— DATA TO PROCESS —

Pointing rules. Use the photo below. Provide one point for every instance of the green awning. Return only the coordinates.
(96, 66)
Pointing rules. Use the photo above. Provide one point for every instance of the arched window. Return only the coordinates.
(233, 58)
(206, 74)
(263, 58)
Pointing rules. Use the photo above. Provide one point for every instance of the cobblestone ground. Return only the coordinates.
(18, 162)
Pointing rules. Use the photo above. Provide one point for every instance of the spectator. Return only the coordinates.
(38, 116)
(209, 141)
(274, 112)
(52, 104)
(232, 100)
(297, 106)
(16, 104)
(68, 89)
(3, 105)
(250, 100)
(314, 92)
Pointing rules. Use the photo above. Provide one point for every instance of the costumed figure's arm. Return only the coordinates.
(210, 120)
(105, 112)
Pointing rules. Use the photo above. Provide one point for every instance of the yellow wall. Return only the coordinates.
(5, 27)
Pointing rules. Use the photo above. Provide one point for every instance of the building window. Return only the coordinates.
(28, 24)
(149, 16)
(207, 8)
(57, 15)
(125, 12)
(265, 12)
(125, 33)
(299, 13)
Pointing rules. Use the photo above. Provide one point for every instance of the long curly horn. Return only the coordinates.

— STATED TASK —
Reproduce all the records above, swapping every "Pointing rules" for "Point placement rules" and leaving everything else unchanged.

— WRITTEN RESPONSE —
Point placement rules. Use the photo below. Provide one point for every instance of the green awning. Return only the coordinates.
(96, 66)
Point placement rules. Use the photo above. Provide one point for every instance of the arched window. Return only the coordinates.
(233, 58)
(206, 74)
(263, 58)
Point placement rules. Use the photo above. Provide one point for every instance of the cobblestone ground. Return only the coordinates.
(18, 162)
Point placement rules. Use the photo above. Provide one point for every instance of the spectator. Return only the coordinates.
(38, 116)
(209, 141)
(274, 112)
(52, 104)
(232, 100)
(297, 106)
(16, 104)
(68, 89)
(3, 105)
(250, 100)
(314, 92)
Point placement rules. Use the photo above. Provide one point for every instance of the costumed figure's arm. Return only the coordinates.
(210, 120)
(105, 112)
Point placement rules. Use the photo above. Provide one point for every instance of the yellow wall. Return only the coordinates.
(5, 27)
Point placement rules. Use the photo above. Provide one point for every instance of the building window. Return only the coordinates.
(28, 24)
(149, 16)
(207, 8)
(57, 15)
(125, 12)
(265, 12)
(125, 33)
(299, 13)
Point placement rules. Use the photo above. Provide one point for every instance of the long curly horn. Return only the coordinates.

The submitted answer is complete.